## Tugas yang Diberikan 1
Jawablah pertanyaan berikut berdasarkan kutipan dokumen tentang wacana dual tarif KRL.
(a) Siapa yang mewacanakan penerapan sistem dual tarif pada Commuter Line?
(b) Pada apa dual tarif tersebut didasarkan?
(c) Menurut alasan kelima, penerapan sistem dual tarif disebut sebagai apa?
## Tugas yang Diberikan 2
Salin dengan tepat bagian kutipan dokumen tentang wacana dual tarif KRL, mulai dari "Terhadap wacana tersebut, YLKI" hingga "yang cukup serius.".

## Kutipan Dokumen
Beberapa hari lalu Menteri Perhubungan berwacana untuk menerapkan sistem dual tarif pada Commuter Line, KRL di Jabodetabek. Dual tarif itu didasarkan pada status sosial ekonomi penumpang: mampu tidak mampu, kaya non kaya.

Terhadap wacana tersebut, YLKI berpendapat, sebaiknya Menteri Perhubungan membatalkan wacana kebijakan untuk menerapkan dual tarif di dalam tarif Commuter Line/KRL, dengan alasan:

  1. Secara paradigmatis hal tersebut bermasalah, khususnya dari sisi politik managemen transportasi publik. Subsidi utk transportasi masal hrs dilakukan, dan merupakan insentif untuk para pengguna kendaraan pribadi yang migrasi ke KRL;
  2. Sistem dual tarif tidak lazim dalam sistem transportasi masal bersubsidi manapun di dunia;
  3. Sistem tersebut secara operasional sulit diimplementasikan dan sangat sulit menentukan mana konsumen mampu/kaya, dan mana konsumen tidak mampu;
  4. Sistem dual tarif di lapangan akan menciptakan ketidakadilan baru dan bahkan berpotensi menimbulkan chaos dalam pelayanan;
  5. Sistem dual tarif jika diterapkan merupakan suatu kemunduran (setback) yang cukup serius.

## Data yang Disediakan

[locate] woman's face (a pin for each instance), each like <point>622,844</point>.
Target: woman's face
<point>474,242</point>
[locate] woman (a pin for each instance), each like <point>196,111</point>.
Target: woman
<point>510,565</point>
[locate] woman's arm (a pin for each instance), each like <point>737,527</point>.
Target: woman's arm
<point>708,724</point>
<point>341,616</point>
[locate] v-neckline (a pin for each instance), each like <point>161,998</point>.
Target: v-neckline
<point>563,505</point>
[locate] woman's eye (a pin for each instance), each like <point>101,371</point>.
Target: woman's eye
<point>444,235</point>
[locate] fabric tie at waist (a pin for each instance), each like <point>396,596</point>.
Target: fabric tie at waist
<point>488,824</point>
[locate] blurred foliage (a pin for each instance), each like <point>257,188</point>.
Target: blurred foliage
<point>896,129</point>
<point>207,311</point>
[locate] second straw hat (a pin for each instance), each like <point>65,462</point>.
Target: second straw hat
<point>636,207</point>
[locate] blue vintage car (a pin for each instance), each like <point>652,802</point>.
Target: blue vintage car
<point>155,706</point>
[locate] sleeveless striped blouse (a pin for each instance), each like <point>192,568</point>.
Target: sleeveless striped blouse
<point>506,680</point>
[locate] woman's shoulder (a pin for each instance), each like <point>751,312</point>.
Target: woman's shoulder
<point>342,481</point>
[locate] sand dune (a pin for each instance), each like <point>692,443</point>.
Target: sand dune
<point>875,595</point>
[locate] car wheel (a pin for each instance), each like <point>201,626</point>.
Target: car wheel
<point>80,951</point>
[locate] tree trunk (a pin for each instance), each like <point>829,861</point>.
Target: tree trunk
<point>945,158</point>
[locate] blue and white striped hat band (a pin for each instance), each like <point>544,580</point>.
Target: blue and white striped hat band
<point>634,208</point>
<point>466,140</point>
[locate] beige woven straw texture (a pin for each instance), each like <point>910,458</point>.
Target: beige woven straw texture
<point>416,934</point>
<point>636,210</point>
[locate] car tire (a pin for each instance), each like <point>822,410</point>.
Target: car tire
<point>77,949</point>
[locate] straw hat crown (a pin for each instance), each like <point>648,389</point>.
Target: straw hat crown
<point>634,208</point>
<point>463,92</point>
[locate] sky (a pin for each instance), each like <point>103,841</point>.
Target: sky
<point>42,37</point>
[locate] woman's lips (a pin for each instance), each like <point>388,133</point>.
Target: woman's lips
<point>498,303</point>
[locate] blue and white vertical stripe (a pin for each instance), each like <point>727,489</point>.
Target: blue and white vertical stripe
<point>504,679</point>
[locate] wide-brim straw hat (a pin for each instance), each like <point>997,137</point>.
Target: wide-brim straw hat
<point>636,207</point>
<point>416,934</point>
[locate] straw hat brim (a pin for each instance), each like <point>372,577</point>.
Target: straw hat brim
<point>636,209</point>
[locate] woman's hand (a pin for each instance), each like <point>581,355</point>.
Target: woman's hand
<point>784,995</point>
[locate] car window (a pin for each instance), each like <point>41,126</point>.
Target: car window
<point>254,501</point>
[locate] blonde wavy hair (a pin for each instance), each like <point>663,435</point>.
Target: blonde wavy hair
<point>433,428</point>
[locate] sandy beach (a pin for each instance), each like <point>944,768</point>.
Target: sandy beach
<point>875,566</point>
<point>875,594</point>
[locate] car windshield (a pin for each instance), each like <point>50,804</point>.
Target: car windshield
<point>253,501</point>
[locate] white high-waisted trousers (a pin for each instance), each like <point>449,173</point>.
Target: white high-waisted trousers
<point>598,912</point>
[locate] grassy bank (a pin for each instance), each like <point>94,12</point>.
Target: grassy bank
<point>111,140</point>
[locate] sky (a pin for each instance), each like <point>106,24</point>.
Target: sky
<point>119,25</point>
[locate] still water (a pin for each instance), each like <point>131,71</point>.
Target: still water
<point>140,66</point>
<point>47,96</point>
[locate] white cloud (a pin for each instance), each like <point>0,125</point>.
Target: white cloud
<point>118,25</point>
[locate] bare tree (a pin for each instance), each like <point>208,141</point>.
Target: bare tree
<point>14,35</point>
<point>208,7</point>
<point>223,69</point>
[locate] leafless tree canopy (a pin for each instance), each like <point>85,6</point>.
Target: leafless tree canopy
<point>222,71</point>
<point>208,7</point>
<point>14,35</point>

## Hasil Latihan 1
(a) Menteri Perhubungan.
(b) Status sosial ekonomi penumpang: mampu tidak mampu, kaya non kaya.
(c) Suatu kemunduran (setback) yang cukup serius.

## Hasil Latihan 2
Terhadap wacana tersebut, YLKI berpendapat, sebaiknya Menteri Perhubungan membatalkan wacana kebijakan untuk menerapkan dual tarif di dalam tarif Commuter Line/KRL, dengan alasan:

  1. Secara paradigmatis hal tersebut bermasalah, khususnya dari sisi politik managemen transportasi publik. Subsidi utk transportasi masal hrs dilakukan, dan merupakan insentif untuk para pengguna kendaraan pribadi yang migrasi ke KRL;
  2. Sistem dual tarif tidak lazim dalam sistem transportasi masal bersubsidi manapun di dunia;
  3. Sistem tersebut secara operasional sulit diimplementasikan dan sangat sulit menentukan mana konsumen mampu/kaya, dan mana konsumen tidak mampu;
  4. Sistem dual tarif di lapangan akan menciptakan ketidakadilan baru dan bahkan berpotensi menimbulkan chaos dalam pelayanan;
  5. Sistem dual tarif jika diterapkan merupakan suatu kemunduran (setback) yang cukup serius.